===== Excerpted passage =====
Cyberbullying of Teachers

It is Easter, and Easter is the time when teachers’ unions hold their annual conferences. It is not unusual for the British Press to cover these conferences, providing stories of a discontented workforce who are threatening to strike over the testing of children, as well as the publication of league tables. The same is happening this year, with reports that at least two of the main teaching unions are threatening to boycott this year’s Key Stage 2 ‘SATs’.

Additionally, this year, the subject of social networking sites and its impact on teachers has received attention media. The ATL (The Association of Teachers and Lecturers) conducted a survey, along with the Teacher Support Network of UK teachers on the use and experiences of social networking sites. Findings from this survey were discussed at the ATL conference and have been covered in the press. The news reports have focused on the cyberbullying of teachers by pupils and teachers, contributing to a popular discourse of the Internet as a dangerous place, where teachers are at risk.

The survey, however, was not focused solely on cyberbullying, but also asked teachers about their use of social networking sites.

The results show that the use of social networking sites is increasing, and so, it can be deduced that social networking sites are not purely the domain of young people. 57% of respondents to the ATL/Teacher Support Network survey reported having a profile on Facebook. A quarter of respondents also reported that their schools use a range of Web 2.0 applications (such as wikis and blogs) to support learning and teaching. The need for young people to use such technologies was highlighted in the recentRose Review on Primary Education, so we should, perhaps, expect this number to increase in the future. However, over 40% of the teachers surveyed reported that their school or LEA has a policy restricting the use of social networking sites, with half of these banning their use in schools altogether. So, in other words, in school at least, pupils do not have unbridled access to social networking sites, the Internet has not entirely invaded the offline world, and it is possible for schools to restrict access to such sites.

However, it is the issue of the cyberbullying of teachers which has received most media attention. Cyberbullying, is, according to ATL an example of the “darker side [of] social networking”.

BBC News used the results of the survey to claim that “pupils are increasingly using social networking sites to bully and undermine teachers”, while the Telegraph led with the headline: Teachers being ‘victimised’ on Facebook. These are dramatic claims, suggesting that this is a widespread problem which is happening to every teacher in the country, with any child who uses social networking applications under suspicion.

Actually, the ATL survey revealed that 94 of the teachers it surveyed reported that they or someone they knew had some experience of cyberbullying. This amounts to 1 in 7 teachers having some experience of cyberbullying, though not necessarily direct experience as a victim. So, even the figures from the ATL survey do not suggest that this issue is a widespread problem.

Nevertheless, the range of experiences that some teachers report are disturbing. For example, respondents described the setting up of ‘hate sites’, sometimes containing false allegations of illegal activity, while others reported that pupils had posted videos of teachers to YouTube. Unsurprisingly, teachers reported on the stress that had resulted from such actions.
===== Data extract =====
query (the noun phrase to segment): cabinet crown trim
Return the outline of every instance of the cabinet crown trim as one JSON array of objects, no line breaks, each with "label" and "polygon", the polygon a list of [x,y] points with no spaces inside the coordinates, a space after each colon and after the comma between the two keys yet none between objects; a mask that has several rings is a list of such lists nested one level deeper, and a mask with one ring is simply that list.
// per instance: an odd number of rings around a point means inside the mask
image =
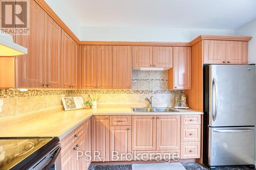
=====
## Stated goal
Return, word for word, the part of the cyberbullying article above starting at "Nevertheless, the range" and ending at "from such actions.".

## Worked answer
Nevertheless, the range of experiences that some teachers report are disturbing. For example, respondents described the setting up of ‘hate sites’, sometimes containing false allegations of illegal activity, while others reported that pupils had posted videos of teachers to YouTube. Unsurprisingly, teachers reported on the stress that had resulted from such actions.